> What you are asked to do
Please copy, exactly as they appear below, the lines from the one containing "Pick out every instance of the distant tree" through the one containing "Pick out every instance of the pink".

Dataset entries:
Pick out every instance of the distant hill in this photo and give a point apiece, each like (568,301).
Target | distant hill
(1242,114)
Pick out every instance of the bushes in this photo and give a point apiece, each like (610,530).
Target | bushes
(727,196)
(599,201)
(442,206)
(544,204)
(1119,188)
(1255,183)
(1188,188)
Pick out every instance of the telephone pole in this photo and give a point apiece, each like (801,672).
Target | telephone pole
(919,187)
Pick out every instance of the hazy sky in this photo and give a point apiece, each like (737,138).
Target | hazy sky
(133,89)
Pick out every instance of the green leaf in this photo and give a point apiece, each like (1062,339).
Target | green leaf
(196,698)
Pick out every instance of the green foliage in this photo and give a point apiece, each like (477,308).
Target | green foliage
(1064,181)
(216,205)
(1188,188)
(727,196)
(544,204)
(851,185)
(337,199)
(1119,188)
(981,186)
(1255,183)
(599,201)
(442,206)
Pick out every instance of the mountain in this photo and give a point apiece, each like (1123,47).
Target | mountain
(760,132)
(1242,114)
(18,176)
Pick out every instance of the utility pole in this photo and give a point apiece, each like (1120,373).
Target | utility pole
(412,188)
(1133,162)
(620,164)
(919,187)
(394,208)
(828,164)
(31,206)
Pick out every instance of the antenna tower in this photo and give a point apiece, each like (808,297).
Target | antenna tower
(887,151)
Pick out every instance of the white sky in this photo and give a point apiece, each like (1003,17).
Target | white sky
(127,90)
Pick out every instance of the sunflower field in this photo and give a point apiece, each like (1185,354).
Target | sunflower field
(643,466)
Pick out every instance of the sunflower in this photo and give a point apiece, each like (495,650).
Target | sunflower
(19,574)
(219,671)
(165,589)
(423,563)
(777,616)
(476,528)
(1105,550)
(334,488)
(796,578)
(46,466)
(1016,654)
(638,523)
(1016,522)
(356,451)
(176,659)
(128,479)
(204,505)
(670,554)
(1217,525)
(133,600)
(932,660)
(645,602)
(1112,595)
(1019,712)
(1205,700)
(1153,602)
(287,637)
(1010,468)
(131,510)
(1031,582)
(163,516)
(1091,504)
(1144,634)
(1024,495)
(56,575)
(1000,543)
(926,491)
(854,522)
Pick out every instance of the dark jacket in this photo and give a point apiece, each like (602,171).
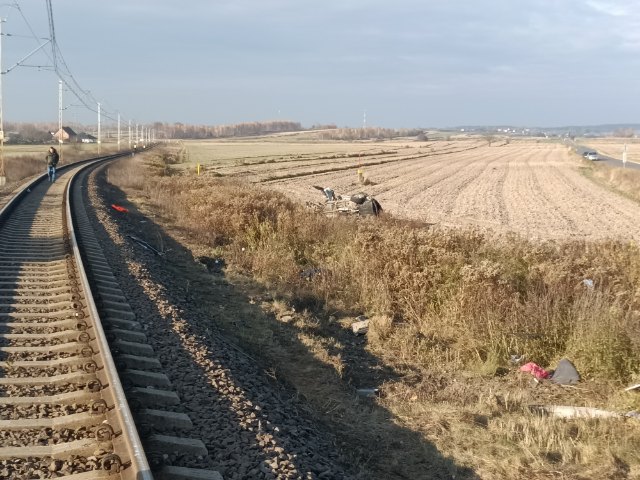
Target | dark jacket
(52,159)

---

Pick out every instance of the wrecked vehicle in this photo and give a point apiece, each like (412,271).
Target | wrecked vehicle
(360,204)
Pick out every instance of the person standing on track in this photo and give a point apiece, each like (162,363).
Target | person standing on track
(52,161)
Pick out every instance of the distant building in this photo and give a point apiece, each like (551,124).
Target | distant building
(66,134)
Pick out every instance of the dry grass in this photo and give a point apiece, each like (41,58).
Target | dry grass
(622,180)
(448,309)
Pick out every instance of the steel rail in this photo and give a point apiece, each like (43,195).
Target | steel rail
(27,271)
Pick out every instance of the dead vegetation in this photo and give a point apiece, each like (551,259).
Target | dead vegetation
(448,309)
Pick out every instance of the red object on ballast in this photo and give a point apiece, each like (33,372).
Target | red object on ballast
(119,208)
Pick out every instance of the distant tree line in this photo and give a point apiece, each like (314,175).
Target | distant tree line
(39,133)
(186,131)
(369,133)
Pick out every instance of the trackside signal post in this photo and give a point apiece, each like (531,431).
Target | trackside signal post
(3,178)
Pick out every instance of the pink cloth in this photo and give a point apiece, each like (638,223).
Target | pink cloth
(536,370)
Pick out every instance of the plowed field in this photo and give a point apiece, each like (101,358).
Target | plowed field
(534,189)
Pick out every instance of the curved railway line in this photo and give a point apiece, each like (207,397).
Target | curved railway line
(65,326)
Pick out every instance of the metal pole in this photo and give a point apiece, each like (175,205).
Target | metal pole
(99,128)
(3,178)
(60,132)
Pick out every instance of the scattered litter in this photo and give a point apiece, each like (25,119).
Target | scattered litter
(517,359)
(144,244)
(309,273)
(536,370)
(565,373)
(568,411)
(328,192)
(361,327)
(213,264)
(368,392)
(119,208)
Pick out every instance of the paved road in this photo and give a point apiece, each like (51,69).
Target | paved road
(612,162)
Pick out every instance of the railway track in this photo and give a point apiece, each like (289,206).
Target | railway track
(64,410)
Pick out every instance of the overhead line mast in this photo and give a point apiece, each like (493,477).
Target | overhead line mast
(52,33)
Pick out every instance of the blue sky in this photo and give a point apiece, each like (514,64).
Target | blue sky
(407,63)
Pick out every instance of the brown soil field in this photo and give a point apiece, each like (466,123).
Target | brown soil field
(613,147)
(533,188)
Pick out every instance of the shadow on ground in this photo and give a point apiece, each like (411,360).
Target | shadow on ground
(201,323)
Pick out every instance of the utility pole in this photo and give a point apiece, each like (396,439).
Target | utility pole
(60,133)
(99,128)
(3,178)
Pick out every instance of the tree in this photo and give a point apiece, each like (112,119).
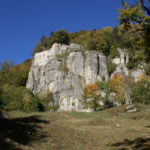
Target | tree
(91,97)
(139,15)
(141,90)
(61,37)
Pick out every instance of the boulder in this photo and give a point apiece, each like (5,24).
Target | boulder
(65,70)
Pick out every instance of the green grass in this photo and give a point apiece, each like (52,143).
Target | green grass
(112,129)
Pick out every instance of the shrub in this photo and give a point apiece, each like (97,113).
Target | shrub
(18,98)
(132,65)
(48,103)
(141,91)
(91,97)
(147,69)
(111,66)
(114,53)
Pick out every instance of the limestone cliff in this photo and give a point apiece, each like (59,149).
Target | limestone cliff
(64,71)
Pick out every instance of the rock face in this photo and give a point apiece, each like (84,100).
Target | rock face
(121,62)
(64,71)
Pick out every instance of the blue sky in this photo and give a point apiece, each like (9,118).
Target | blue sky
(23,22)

> Reply to the task
Pick out every instance of the distant tree line in this photo and give a point apiece, each like (314,175).
Target | distant tree line
(39,133)
(186,131)
(369,133)
Pick out every instance of the trackside signal post in this photo and give a point apiece, each like (531,431).
Target | trackside signal post
(3,178)
Pick out every instance of the pink cloth in this photo and give a point apiece, each like (638,223).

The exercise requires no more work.